_Excerpted records:_
==============================
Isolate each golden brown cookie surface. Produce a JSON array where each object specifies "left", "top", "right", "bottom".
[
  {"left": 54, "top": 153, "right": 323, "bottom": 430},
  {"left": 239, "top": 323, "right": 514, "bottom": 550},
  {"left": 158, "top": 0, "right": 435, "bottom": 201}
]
==============================
_Required task:_
Output every one of the rows above again, word for word and unchanged.

_Reply:_
Isolate each golden brown cookie surface. Produce a JSON array where each object specifies "left", "top", "right", "bottom".
[
  {"left": 54, "top": 153, "right": 323, "bottom": 430},
  {"left": 239, "top": 323, "right": 514, "bottom": 550},
  {"left": 158, "top": 0, "right": 435, "bottom": 201}
]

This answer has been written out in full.